**QUOTED TEXT:**

1997 Football League Cup final
- Match programme cover
- Event: 1996–97 Football League Cup
| Leicester City | Middlesbrough |
- Leicester City won after a replay

Final
| Leicester City | Middlesbrough |
| 1 | 1 |
- After extra time
- Date: 6 April 1997
- Venue: Wembley Stadium, London
- Man of the Match: Steve Walsh (Leicester City)
- Referee: Martin Bodenham
- Attendance: 76,757

Replay
| Leicester City | Middlesbrough |
| 1 | 0 |
- After extra time
- Date: 16 April 1997
- Venue: Hillsborough Stadium, Sheffield
- Man of the Match: Steve Walsh (Leicester City)
- Referee: Martin Bodenham
- Attendance: 39,428

= 1997 Football League Cup final =

The 1997 Football League Cup final was played between Middlesbrough and Leicester City. The first game, at Wembley Stadium on Sunday 6 April 1997, ended in a 1–1 draw after extra time. Fabrizio Ravanelli opened the scoring only for Leicester's Emile Heskey to equalise in the last minute of extra time. Heskey was fortunate to be on the field, having committed what was a bookable foul on Boro captain Nigel Pearson after already being booked. Leicester won the replay, and their second League Cup, in the game played at Hillsborough Stadium on 16 April 1997 with another extra-time goal, this time from Steve Claridge.

This was the last year that the Football League Cup final was decided by a replay.

**DIRECTION 1:**
Retype the stretch of the records from the line containing "baby's nose, the" through the last line of the records, both ends included, copying each line word for word.

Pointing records
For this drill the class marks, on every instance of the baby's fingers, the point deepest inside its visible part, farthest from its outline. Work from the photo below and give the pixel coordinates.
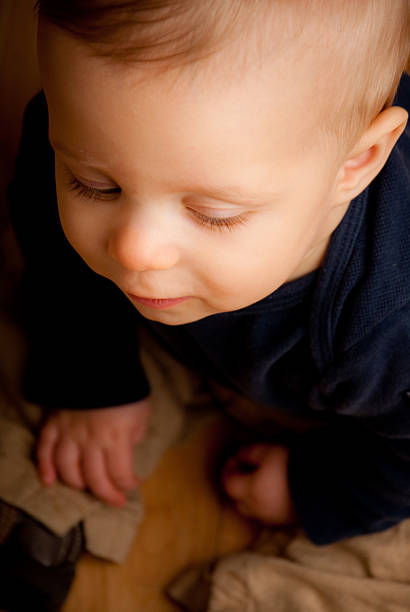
(119, 462)
(97, 479)
(67, 459)
(46, 445)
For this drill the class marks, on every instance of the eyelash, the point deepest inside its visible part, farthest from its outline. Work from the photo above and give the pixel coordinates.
(215, 223)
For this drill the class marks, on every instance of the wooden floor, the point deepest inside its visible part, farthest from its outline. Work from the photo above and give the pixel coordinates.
(185, 523)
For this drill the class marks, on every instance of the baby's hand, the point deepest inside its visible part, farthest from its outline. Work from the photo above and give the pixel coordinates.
(256, 479)
(94, 449)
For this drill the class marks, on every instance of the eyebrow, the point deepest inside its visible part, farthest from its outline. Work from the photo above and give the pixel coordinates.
(232, 194)
(80, 154)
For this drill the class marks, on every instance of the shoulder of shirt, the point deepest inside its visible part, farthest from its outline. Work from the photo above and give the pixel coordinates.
(366, 277)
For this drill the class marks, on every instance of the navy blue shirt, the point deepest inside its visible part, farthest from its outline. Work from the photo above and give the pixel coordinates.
(332, 347)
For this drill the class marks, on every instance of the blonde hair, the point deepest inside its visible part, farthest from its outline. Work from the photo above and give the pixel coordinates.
(357, 49)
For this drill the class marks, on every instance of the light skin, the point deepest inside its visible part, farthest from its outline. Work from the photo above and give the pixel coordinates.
(164, 232)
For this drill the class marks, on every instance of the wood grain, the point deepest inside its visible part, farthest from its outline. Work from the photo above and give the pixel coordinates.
(185, 523)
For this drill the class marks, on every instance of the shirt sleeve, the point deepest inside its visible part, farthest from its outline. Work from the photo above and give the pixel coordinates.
(352, 476)
(81, 331)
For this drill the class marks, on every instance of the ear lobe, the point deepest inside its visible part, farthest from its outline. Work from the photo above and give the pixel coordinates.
(371, 152)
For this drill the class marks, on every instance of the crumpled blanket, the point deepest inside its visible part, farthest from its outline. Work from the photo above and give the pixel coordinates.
(109, 531)
(282, 572)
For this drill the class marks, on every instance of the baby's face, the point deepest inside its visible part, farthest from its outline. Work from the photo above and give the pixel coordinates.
(213, 190)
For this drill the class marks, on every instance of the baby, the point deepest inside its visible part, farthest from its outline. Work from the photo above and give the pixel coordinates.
(228, 166)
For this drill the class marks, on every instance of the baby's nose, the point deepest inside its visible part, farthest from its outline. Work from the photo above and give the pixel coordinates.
(138, 247)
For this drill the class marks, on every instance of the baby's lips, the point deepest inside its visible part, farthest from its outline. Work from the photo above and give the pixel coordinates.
(239, 466)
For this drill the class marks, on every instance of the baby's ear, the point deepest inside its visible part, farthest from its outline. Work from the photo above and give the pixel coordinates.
(371, 152)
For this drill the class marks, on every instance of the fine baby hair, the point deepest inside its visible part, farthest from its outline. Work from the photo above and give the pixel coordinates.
(356, 51)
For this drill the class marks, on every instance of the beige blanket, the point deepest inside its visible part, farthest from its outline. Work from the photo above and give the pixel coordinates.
(283, 572)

**DIRECTION 2:**
According to the article on the 1997 League Cup final, who scored the extra-time goal that won the replay for Leicester?

**ANSWER 1:**
For this drill the class marks, on every instance of the baby's nose, the point deepest inside its visible part, farthest from its outline. Work from the photo above and give the pixel coordinates.
(138, 247)
For this drill the class marks, on every instance of the baby's lips, the point deepest inside its visible part, farthest from its outline. Work from the photo above and give the pixel coordinates.
(239, 466)
For this drill the class marks, on every instance of the baby's ear, the point deepest inside its visible part, farthest from its outline. Work from the photo above and give the pixel coordinates.
(371, 152)
For this drill the class marks, on every instance of the fine baby hair, the point deepest inside its visible part, farthest from its outline. Work from the photo above and give the pixel coordinates.
(356, 51)
For this drill the class marks, on every instance of the beige blanket, the point deepest inside its visible part, farthest from its outline. Work from the photo above and give the pixel coordinates.
(283, 572)

**ANSWER 2:**
Steve Claridge